# Exercise
Could you continue the forum thread about the catalytic converters on a 2001 Pathfinder, starting right after its last line?

# Passage shown
BEGIN
# 2001 Pathfinder - Catalytic Converters



## DFleming32 (Dec 5, 2007)

I just had my 2001 Pathy SE (100k miles) in to the dealer to check the SES light (due to upcoming inspection). Was told that both front catalytic converters need to be replaced to the tune of about $2500. I've had the SES problems before with the O2 sensors. My question is has anybody had this repair done and is it worth it on a truck 7 years old? Also, they want to reprogram the ecm after the repair.... is it possible to have the repair done elsewhere, then take it back to the dealer for the reprogram? Thanks.


----------



## blitZ (Oct 7, 2004)

You can buy after market converters online and have your local muffler shop install them for a fraction of that price. To reset your ECU, just disconnect your battery overnight.

That's why they call it the $tealership.


----------



## DFleming32 (Dec 5, 2007)
END
# Data for analysis
BEGIN
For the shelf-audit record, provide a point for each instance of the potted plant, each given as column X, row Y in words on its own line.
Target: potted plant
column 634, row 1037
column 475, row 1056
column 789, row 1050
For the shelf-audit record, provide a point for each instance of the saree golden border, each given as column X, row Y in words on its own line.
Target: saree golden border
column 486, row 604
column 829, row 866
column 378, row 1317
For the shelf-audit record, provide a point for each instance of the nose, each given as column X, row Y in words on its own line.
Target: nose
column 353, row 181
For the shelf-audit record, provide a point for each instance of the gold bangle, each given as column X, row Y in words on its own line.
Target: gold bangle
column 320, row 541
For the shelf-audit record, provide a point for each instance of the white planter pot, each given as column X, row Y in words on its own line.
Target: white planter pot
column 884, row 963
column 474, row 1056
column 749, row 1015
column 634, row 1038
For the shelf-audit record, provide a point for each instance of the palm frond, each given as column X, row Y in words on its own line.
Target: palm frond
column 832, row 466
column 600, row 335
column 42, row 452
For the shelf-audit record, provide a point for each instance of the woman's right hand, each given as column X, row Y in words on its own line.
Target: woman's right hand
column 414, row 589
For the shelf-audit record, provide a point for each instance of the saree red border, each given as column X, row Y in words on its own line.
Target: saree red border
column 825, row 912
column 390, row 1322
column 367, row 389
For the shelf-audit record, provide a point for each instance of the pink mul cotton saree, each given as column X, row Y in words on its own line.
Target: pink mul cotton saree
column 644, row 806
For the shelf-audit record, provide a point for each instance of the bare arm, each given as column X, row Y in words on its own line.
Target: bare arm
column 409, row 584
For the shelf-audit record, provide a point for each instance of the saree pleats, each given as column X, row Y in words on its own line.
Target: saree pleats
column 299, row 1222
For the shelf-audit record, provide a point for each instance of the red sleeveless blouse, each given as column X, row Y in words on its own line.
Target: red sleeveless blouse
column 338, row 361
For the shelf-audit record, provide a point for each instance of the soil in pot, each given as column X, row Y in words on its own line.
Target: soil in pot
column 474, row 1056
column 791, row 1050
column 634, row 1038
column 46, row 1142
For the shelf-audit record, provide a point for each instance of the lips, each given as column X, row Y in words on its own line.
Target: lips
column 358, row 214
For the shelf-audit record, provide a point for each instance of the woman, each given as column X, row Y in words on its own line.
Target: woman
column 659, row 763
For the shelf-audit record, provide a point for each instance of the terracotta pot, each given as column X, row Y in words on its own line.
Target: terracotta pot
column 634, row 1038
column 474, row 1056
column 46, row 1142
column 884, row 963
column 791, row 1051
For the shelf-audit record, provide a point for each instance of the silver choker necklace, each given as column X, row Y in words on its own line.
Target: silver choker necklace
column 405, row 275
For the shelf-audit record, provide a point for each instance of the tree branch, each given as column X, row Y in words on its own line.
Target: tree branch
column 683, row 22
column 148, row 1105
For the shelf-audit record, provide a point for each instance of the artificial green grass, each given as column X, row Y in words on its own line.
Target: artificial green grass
END
# Output of the exercise
Got the stealing part right.... I was told that there were no aftermarket cats available. However, in talking with another non-dealership mechanic and he said that they haven't had much luck with the aftermarket b/c the ses light would come back on. Is he full of it too? Also, I was told I needed a reprogram of the ecu (revision upgrade) to get the timing, etc calibrated... not just a reset. Is that necessary? Thanks for the advice.


----------



## blitZ (Oct 7, 2004)

The last time I was at my local Nissan dealer buying sensors, I asked if there is a ecu upgrade for our 01 and was told no. As long as you replace your converter and reset the ecu by disconnecting the battery, there is no reason the light would come back on, unless the mechanic did something wrong. The converter is a part which wears out over time, like tires and shocks. You replace them and move on.

Here are some bolt on converters you could install yourself. The generic models do not have the factory flanges and will need to be welded. Either way should work fine.

http://www.catalyticconverterwarehouse.com/RenderScriptTemplate.epc?_cmd=epccat_vehicleown&cookieID=28T0HUPHW28T0HUSPB&makeid=NISSAN%40%40NISSAN%40%40&yearid=2001%40%402001&mode=OEG&[email protected]@PATHFINDER


----------



## DFleming32 (Dec 5, 2007)

Great, I'll check them out. I appreciate the help.


----------



## Mojobaggins (Jan 2, 2008)

Hey DFleming32,

I have a 2001 Infiniti QX4(same vehicle as yours) and it failed it's Emissions Inspection in MA. Sadly, I'm at 84k miles and outside of the 8-year/80k mile federal emissions warranty.

$2.5k sounds very high. I've gotten quotes of $1.8k to replace both cats.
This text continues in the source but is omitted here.